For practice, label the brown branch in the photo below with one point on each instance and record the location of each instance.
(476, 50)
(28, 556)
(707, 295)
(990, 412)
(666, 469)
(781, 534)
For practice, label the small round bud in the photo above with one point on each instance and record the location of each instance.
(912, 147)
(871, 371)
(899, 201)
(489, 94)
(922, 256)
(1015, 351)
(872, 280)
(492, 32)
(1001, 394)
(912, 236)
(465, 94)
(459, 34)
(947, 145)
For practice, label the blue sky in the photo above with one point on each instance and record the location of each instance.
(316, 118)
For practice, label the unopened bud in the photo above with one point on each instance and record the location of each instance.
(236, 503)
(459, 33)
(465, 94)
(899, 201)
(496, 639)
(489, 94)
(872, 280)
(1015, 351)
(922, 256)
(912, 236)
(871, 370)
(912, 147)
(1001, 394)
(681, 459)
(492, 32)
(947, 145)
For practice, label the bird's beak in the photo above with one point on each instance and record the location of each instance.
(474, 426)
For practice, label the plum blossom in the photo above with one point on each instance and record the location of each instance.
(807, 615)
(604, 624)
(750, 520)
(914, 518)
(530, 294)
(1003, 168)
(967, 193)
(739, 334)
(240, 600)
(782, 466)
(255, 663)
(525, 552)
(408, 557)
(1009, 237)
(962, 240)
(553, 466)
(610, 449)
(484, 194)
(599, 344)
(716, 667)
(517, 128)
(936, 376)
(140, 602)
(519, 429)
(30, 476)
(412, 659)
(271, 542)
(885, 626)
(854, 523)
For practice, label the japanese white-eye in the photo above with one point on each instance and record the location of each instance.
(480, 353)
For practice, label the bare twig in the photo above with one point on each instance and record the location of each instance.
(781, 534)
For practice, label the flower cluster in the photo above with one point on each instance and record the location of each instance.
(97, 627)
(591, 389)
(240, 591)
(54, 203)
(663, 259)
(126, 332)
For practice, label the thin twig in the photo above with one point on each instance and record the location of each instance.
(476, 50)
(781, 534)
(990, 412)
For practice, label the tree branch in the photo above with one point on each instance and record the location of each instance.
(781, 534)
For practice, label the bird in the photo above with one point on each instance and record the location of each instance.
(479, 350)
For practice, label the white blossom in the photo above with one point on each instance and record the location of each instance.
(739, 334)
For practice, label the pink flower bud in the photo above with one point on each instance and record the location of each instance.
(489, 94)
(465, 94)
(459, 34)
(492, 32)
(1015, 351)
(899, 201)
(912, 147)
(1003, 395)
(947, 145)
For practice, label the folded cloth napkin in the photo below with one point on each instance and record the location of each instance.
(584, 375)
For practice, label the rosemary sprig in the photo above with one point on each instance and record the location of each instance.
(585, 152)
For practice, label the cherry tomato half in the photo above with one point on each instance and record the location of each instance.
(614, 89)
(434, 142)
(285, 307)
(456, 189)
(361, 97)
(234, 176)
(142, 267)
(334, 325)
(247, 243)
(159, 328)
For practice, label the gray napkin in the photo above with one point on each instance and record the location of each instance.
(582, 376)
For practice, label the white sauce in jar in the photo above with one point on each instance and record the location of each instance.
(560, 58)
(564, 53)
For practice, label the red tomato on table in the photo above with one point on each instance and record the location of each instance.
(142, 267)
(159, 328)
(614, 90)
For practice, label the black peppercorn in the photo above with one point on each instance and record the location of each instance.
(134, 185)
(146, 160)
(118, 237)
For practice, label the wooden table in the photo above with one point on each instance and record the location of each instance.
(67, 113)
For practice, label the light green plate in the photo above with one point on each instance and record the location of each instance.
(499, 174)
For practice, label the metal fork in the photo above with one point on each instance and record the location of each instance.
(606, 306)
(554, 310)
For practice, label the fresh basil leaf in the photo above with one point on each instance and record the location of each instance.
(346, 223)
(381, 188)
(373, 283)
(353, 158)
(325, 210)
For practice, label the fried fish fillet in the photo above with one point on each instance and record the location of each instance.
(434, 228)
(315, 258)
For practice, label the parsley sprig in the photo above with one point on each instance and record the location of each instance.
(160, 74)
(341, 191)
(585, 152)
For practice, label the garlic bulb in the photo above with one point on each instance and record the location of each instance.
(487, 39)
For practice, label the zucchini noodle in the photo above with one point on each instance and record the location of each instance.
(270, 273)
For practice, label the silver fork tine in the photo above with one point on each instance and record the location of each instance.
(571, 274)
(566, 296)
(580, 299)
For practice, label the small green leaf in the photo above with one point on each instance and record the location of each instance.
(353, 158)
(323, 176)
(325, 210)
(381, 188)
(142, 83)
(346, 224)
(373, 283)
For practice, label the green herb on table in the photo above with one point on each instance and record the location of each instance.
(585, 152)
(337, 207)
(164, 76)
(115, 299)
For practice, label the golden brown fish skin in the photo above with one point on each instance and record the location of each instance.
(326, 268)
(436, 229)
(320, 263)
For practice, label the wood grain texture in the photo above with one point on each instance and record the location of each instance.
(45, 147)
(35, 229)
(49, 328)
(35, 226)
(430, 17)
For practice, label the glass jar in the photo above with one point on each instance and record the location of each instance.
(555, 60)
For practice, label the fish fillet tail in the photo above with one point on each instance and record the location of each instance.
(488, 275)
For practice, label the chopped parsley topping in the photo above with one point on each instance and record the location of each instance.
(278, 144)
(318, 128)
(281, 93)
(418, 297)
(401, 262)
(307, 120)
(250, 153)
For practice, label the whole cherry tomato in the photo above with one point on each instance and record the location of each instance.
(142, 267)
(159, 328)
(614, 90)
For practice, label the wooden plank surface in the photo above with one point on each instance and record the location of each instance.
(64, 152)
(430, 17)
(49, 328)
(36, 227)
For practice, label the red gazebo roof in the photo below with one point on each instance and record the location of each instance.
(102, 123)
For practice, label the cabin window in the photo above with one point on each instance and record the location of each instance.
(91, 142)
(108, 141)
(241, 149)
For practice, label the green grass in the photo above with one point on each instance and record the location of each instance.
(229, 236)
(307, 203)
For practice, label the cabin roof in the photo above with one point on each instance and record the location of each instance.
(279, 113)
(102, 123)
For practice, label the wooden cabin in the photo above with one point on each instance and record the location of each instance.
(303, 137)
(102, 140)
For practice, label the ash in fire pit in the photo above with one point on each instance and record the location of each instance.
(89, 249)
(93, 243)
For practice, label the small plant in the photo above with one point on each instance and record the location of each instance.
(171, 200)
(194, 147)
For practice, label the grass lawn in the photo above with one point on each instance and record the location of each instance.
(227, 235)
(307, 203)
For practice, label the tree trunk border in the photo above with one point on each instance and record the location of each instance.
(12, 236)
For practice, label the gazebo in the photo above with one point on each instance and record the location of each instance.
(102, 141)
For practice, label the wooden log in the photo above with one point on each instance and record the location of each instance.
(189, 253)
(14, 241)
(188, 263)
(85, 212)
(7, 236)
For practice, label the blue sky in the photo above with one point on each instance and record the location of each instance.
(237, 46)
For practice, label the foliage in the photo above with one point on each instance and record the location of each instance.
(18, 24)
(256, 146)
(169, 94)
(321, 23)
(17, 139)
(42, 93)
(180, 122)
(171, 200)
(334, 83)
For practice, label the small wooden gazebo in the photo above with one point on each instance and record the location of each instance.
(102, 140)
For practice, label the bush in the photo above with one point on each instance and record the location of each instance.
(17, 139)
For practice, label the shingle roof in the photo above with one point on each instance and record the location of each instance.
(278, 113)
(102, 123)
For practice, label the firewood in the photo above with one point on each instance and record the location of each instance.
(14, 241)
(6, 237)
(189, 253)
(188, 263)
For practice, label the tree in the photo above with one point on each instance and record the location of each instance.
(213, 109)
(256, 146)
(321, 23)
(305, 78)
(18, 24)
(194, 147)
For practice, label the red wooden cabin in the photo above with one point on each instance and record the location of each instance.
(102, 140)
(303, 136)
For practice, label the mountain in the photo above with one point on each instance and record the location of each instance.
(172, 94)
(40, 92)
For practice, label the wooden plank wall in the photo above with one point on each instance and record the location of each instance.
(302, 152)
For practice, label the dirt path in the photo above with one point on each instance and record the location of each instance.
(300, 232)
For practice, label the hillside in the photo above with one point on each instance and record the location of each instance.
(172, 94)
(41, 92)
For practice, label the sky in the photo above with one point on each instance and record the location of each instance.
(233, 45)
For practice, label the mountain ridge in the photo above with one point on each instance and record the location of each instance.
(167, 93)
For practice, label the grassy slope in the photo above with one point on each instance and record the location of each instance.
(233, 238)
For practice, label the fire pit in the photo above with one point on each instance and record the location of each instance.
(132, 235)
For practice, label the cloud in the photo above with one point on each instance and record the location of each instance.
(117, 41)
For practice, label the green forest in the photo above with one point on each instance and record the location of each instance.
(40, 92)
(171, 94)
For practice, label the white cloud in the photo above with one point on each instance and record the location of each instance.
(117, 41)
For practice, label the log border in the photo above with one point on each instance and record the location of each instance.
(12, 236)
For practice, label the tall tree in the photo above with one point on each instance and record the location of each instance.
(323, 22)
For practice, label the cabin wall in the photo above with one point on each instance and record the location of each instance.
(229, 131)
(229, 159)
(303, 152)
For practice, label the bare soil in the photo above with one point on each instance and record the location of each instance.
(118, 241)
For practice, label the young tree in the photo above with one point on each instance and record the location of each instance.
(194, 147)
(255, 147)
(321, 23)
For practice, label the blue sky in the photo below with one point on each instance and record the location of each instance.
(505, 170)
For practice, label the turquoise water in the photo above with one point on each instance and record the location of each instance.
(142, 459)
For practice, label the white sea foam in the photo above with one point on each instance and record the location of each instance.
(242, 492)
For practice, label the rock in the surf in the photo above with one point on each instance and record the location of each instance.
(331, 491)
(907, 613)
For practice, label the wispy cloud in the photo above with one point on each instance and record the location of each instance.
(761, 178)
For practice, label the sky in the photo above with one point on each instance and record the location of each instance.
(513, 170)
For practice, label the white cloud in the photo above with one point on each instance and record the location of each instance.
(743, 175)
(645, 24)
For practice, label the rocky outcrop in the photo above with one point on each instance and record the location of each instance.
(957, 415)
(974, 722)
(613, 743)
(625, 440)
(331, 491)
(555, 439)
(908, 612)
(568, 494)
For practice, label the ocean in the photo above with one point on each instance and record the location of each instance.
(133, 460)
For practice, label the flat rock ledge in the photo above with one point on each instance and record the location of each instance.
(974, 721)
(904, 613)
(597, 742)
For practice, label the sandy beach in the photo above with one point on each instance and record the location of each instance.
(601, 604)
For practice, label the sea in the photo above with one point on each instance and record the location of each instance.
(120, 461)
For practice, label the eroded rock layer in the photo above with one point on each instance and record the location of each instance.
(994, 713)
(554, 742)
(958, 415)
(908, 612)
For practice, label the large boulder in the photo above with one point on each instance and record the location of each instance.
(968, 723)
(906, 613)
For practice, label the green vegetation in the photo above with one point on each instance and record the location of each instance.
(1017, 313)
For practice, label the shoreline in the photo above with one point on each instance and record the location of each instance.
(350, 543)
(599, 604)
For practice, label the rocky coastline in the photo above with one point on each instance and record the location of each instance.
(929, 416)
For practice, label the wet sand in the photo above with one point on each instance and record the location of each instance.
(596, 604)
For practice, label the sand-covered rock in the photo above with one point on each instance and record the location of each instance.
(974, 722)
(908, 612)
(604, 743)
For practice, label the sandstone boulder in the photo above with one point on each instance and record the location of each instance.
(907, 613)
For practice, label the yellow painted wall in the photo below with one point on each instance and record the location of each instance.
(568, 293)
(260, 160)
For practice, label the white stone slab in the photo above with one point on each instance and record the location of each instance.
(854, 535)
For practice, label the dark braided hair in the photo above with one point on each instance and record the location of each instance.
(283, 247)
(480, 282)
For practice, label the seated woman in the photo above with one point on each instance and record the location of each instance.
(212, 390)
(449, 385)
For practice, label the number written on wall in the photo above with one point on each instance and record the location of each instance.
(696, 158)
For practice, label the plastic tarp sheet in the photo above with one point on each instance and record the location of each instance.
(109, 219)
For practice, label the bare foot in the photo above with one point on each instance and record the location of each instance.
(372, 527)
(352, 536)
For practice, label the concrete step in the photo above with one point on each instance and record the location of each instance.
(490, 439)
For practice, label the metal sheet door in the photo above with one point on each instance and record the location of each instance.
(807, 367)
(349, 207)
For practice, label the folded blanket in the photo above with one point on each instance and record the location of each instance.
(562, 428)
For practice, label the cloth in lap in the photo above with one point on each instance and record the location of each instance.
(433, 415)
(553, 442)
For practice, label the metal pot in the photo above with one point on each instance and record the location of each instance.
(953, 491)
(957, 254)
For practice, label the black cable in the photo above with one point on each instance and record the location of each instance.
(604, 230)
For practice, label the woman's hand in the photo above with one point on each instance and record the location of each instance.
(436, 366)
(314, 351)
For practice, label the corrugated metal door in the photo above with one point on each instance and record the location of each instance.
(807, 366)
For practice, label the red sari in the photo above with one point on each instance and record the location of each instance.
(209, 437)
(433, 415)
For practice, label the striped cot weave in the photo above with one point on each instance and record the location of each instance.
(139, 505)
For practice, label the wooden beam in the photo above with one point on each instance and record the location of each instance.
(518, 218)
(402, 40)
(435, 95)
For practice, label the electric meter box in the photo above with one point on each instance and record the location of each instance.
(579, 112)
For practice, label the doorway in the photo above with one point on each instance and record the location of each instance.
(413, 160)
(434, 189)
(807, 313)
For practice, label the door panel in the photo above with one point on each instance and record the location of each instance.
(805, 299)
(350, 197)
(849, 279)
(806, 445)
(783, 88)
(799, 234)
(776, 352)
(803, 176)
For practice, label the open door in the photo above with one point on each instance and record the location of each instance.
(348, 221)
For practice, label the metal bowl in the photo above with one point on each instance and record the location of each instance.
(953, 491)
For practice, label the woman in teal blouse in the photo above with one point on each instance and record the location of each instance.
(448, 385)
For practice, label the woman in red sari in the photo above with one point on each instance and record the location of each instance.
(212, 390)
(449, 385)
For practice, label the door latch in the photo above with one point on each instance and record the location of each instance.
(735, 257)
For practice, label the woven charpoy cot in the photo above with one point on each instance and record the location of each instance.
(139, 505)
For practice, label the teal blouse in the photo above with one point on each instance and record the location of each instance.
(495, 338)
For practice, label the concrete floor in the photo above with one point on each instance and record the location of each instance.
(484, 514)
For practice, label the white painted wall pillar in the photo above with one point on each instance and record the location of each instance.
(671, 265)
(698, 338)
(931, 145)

----------------

Transcribe, word for word, every line from the one containing "For practice, label the woman in teal" through the final line of the entries, and nothing else.

» REPLY TO THE EXERCISE
For practice, label the woman in teal blouse in the photo above with one point on each instance and record the location of each instance.
(448, 385)
For practice, label the woman in red sari in the photo above with one point on each instance and record the location of each instance.
(212, 390)
(449, 385)
For practice, label the door latch in the photo above with one point on each instance and record the location of each instance.
(735, 257)
For practice, label the woven charpoy cot in the photo above with one point on each instance and record the location of each instance.
(139, 505)
For practice, label the teal blouse in the photo above with one point on each instance and record the location of each instance.
(495, 338)
For practice, label the concrete floor in the photo above with one point on each instance and record the location of each instance.
(484, 514)
For practice, label the white painted wall pillar in the photo above with one point on each instance and record the location of each instance.
(671, 265)
(698, 338)
(931, 145)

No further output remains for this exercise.